--- Extrait de page ---
Stéphanie Marin - La Presse Canadienne

OTTAWA – Excédé par le refus de plusieurs ministères de l’informer sur les coupes du dernier budget fédéral, le Directeur parlementaire du budget affirme qu’il ira devant les tribunaux si c’est le seul moyen d’obtenir ce dont il a besoin.

Kevin Page a aussi fait parvenir au gouvernement un avis juridique pour lui souligner ses obligations légales.

Le Directeur parlementaire du budget (DPB) veut obtenir le détail des compressions budgétaires — pertes d’emplois et abolition de services aux citoyens — pour que les députés et les Canadiens sachent à quoi s’en tenir concernant le budget 2012.

«Ce n’est pas possible maintenant pour les parlementaires de rendre des comptes, à un niveau approprié, sans l’information», a-t-il expliqué en entrevue à La Presse Canadienne pour justifier ses démarches.

Et pour arriver à ses fins, il cherche à augmenter la pression sur le gouvernement.

L’avis juridique commandé conclut que 64 ministères et agences du gouvernement fédéral agissent illégalement en retenant l’information qu’il réclame. Seulement 18 des ministères et agences approchés lui ont fourni les précisions réclamées.

Le dernier budget fédéral, dont la loi de mise en oeuvre devait être adoptée lundi soir, retranche 5,2 milliards $ dans les dépenses du gouvernement. M. Page réclamait les détails de ces compressions budgétaires.

Dans son avis juridique, l’expert constitutionnel Joseph Magnet, professeur à l’Université d’Ottawa, conclut que les réfractaires violent la Loi sur le Parlement du Canada.

Depuis l’annonce des compressions budgétaires et des quelque 19 000 pertes d’emplois qui les accompagnent, le gouvernement fédéral a refusé d’être plus précis, prétextant les limites imposées par les conventions collectives. Les employés doivent être informés d’abord, soutient-il.

Ce refus a aussi été servi à M. Page le 15 mai dernier lorsque le greffier du Conseil privé lui a répondu au nom des administrateurs généraux des ministères restés silencieux jusque-là.
--- Entrées extraites ---
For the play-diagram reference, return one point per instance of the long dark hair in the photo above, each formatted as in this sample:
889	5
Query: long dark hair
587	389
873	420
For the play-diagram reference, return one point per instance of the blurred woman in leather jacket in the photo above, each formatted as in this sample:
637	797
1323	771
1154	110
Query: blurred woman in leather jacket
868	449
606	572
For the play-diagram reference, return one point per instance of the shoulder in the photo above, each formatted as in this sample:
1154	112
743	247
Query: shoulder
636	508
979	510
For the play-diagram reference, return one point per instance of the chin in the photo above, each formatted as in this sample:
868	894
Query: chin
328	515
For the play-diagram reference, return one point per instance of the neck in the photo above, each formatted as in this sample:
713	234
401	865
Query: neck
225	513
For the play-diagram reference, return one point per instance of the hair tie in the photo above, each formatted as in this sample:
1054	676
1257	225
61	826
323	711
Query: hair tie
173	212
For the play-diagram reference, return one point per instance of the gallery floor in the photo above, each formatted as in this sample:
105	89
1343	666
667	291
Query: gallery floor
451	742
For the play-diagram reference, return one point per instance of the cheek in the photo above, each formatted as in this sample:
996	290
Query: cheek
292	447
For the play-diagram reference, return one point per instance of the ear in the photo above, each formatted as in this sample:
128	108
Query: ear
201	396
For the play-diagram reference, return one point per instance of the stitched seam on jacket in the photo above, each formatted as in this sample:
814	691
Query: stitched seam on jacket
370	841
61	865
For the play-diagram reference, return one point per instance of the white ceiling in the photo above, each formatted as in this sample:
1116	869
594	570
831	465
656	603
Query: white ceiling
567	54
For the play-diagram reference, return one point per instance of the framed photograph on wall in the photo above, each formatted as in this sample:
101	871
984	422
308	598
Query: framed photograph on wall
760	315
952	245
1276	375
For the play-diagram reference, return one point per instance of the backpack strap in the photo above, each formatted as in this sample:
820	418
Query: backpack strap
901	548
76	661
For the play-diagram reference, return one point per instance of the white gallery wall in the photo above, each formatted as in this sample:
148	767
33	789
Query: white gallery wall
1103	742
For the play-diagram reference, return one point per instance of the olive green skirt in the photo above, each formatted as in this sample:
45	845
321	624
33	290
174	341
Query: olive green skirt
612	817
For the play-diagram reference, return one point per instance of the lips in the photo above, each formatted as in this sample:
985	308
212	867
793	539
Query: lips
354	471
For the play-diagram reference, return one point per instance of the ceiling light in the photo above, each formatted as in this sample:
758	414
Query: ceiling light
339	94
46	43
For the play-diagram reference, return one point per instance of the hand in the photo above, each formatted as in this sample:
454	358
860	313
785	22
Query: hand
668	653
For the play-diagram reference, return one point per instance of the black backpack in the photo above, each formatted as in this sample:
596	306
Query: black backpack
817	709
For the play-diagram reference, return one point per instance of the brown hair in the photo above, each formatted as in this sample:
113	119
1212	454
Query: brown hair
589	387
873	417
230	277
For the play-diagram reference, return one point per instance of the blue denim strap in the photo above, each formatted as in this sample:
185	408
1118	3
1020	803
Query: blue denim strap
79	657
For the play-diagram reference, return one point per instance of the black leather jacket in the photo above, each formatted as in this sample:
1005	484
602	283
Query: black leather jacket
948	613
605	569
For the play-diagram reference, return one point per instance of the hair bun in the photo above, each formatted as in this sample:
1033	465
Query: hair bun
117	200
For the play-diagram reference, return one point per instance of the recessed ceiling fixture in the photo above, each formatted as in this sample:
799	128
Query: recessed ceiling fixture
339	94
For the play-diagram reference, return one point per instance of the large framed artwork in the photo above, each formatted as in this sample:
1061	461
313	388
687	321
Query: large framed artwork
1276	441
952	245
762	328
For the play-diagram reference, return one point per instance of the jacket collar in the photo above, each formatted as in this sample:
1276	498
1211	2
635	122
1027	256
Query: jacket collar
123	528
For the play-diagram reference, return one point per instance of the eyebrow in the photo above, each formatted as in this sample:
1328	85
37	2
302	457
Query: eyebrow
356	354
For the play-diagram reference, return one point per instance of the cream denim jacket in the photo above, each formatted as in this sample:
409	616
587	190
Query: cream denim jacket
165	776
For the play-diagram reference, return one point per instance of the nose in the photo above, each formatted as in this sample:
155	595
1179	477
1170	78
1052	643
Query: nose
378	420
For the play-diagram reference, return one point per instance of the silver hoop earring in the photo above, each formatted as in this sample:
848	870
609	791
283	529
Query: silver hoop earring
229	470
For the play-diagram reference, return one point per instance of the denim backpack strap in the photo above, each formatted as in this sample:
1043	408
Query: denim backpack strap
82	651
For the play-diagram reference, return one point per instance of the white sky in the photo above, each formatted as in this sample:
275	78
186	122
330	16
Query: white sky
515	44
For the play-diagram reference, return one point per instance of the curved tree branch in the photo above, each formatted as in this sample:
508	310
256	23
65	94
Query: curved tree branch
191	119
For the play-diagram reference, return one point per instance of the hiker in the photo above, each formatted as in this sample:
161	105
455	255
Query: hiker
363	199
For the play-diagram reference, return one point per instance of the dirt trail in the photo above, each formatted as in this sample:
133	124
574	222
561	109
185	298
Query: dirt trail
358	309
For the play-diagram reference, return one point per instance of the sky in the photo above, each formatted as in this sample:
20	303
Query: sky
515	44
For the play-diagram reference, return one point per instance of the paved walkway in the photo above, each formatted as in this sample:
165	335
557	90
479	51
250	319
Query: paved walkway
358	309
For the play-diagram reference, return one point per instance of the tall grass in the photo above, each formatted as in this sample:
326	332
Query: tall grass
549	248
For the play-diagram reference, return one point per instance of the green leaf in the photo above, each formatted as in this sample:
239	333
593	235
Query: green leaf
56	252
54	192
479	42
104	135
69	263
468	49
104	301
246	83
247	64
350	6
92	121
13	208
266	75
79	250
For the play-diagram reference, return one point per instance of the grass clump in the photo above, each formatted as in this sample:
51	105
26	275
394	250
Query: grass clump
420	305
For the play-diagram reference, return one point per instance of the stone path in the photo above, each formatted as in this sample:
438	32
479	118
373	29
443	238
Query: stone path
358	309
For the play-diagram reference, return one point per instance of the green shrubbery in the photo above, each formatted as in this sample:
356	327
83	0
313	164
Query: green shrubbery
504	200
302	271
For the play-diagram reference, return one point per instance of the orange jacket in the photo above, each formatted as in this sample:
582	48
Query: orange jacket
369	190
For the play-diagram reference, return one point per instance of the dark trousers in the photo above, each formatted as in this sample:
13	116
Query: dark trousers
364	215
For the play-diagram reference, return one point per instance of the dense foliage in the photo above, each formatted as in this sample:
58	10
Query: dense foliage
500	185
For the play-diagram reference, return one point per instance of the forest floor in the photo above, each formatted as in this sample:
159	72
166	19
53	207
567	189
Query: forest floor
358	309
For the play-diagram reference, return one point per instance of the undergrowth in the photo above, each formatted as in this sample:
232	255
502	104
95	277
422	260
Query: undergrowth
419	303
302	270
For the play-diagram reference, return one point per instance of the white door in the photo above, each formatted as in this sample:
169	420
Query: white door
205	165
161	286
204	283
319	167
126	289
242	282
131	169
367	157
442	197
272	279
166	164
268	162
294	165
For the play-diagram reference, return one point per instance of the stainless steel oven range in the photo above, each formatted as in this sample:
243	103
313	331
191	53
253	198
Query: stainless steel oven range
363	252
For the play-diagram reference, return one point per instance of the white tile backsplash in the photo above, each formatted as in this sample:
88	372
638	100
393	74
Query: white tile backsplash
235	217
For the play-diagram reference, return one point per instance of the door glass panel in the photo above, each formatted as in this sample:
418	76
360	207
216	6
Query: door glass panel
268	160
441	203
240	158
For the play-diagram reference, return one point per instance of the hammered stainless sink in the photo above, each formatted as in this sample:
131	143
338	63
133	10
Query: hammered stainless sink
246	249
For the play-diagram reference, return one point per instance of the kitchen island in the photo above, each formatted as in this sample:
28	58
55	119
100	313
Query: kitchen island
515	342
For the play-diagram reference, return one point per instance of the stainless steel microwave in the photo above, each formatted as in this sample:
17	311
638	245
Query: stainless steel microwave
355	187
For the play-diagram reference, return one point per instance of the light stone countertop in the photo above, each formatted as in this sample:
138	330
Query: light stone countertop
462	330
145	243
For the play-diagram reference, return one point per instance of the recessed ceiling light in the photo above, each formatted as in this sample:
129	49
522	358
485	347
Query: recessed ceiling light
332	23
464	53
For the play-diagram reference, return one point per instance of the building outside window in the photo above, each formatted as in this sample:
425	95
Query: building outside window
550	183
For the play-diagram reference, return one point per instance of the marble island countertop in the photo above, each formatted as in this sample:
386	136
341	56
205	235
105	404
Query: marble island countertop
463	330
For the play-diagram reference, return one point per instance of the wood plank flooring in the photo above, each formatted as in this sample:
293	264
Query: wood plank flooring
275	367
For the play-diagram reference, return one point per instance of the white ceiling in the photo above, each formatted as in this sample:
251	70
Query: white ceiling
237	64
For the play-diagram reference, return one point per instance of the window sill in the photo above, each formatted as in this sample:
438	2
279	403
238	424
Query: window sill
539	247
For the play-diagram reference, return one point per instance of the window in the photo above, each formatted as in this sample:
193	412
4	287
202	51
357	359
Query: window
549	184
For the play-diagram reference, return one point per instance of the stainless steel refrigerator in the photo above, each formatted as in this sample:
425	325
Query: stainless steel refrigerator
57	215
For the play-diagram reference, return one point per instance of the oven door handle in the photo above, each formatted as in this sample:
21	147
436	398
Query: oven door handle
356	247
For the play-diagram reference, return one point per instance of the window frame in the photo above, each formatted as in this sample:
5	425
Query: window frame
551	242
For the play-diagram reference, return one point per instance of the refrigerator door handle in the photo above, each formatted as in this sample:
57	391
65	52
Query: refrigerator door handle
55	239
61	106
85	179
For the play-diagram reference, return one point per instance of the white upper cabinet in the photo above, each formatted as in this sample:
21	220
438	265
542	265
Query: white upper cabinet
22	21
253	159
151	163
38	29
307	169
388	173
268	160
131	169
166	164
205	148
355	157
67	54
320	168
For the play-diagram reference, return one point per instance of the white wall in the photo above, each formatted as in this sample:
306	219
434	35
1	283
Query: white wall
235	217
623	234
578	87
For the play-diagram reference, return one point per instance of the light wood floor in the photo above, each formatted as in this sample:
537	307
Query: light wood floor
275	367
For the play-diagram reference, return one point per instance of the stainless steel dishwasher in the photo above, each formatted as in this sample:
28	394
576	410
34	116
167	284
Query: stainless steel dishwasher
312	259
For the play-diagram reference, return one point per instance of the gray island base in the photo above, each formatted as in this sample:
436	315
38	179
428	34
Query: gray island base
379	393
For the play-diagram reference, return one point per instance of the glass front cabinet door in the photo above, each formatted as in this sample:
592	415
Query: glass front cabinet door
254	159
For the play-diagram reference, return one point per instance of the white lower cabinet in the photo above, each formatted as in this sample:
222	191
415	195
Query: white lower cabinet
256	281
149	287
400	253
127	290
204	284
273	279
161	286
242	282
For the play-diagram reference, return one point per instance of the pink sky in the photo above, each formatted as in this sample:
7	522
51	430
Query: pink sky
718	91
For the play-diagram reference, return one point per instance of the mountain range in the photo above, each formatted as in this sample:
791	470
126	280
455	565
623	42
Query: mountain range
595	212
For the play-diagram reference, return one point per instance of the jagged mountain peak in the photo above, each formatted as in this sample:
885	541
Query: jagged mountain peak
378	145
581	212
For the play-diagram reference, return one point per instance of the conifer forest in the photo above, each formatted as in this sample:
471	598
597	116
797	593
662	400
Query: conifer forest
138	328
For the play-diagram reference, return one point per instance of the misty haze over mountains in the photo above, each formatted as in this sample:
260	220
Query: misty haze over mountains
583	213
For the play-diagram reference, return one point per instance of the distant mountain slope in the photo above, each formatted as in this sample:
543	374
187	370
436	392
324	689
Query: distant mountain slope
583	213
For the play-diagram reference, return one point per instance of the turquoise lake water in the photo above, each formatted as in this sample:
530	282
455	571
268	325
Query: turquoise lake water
---
- _Consigne_: Recopiez fidèlement le passage de l'extrait sur le Directeur parlementaire du budget qui commence par « Depuis l’annonce des » et se poursuit jusqu'à « restés silencieux jusque-là. ».

- _Réponse attendue_:
Depuis l’annonce des compressions budgétaires et des quelque 19 000 pertes d’emplois qui les accompagnent, le gouvernement fédéral a refusé d’être plus précis, prétextant les limites imposées par les conventions collectives. Les employés doivent être informés d’abord, soutient-il.

Ce refus a aussi été servi à M. Page le 15 mai dernier lorsque le greffier du Conseil privé lui a répondu au nom des administrateurs généraux des ministères restés silencieux jusque-là.